Exercise brief: A verbatim copy of the lines from the one with "Question. In the picture above, identify the sandy" through the final line below is required; print it and nothing else.

[[ Given records open ]]

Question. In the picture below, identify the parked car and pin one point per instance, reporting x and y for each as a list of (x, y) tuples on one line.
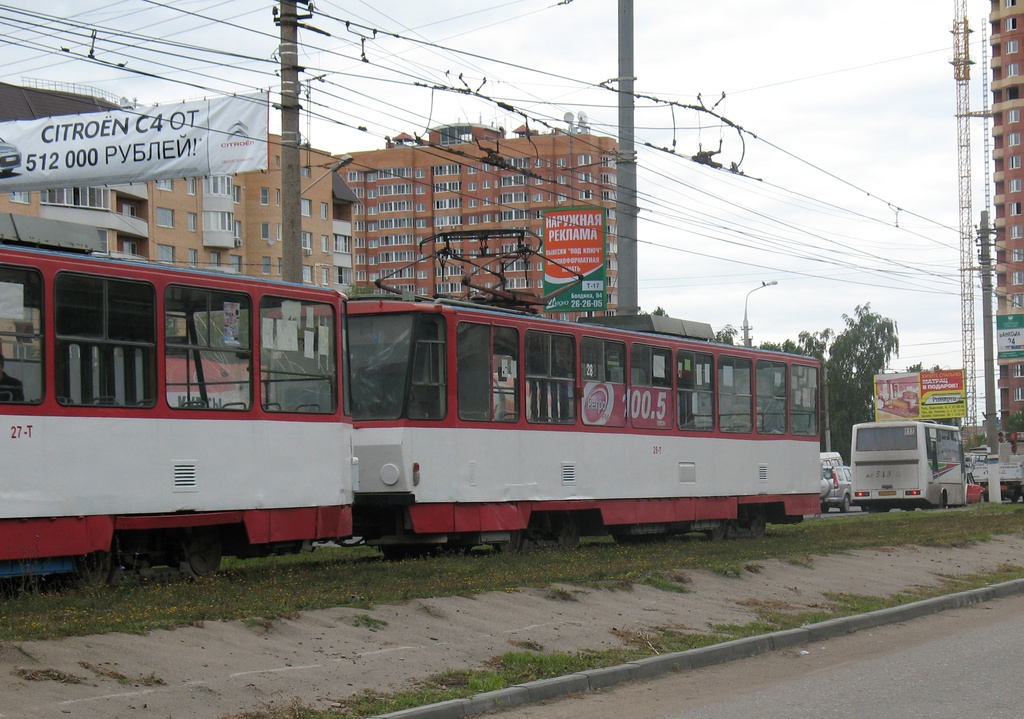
[(837, 489), (10, 158)]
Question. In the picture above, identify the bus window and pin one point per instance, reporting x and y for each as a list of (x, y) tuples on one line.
[(695, 390), (550, 378), (20, 335), (771, 396), (298, 368), (803, 400), (602, 370), (105, 341), (487, 367), (208, 349), (650, 387), (734, 394)]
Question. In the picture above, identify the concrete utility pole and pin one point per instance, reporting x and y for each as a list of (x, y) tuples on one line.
[(626, 203), (291, 218)]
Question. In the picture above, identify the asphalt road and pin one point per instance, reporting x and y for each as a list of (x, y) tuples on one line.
[(956, 664)]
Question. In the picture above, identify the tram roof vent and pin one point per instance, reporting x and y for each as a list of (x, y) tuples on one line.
[(657, 324)]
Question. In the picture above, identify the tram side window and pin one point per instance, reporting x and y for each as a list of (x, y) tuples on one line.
[(428, 381), (650, 387), (298, 362), (734, 394), (488, 373), (208, 349), (20, 335), (803, 400), (602, 363), (105, 341), (550, 378), (694, 380), (772, 394)]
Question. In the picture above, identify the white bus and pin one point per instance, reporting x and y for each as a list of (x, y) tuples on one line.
[(907, 465)]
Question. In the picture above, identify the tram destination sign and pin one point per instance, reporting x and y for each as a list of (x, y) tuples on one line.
[(218, 136)]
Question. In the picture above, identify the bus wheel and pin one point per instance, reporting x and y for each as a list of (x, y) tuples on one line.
[(202, 552)]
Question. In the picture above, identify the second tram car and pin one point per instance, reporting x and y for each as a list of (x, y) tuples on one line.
[(163, 418), (481, 426)]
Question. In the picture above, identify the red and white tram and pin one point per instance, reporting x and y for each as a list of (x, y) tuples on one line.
[(164, 418), (481, 426)]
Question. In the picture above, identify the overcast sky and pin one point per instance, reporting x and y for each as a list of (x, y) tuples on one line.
[(849, 152)]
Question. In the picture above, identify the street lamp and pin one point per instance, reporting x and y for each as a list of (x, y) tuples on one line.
[(747, 325)]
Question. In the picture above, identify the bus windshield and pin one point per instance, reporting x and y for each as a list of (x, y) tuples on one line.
[(887, 438)]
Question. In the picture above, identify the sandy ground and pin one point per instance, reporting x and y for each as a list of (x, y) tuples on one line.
[(227, 667)]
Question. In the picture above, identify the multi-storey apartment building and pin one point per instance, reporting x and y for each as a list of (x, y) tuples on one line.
[(1007, 18), (227, 222), (472, 177)]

[[ Given records closed ]]

Result of this exercise:
Question. In the picture above, identify the sandy ground and pin one point per instance, reporting x and y for each as a list of (x, y) tuples on one line.
[(227, 667)]
Question. In the picture above, identify the multi-storey apartment building and pin one point per instance, reporting x and y for each as a list of (x, y) tuples on one line.
[(1007, 18), (227, 222), (472, 177)]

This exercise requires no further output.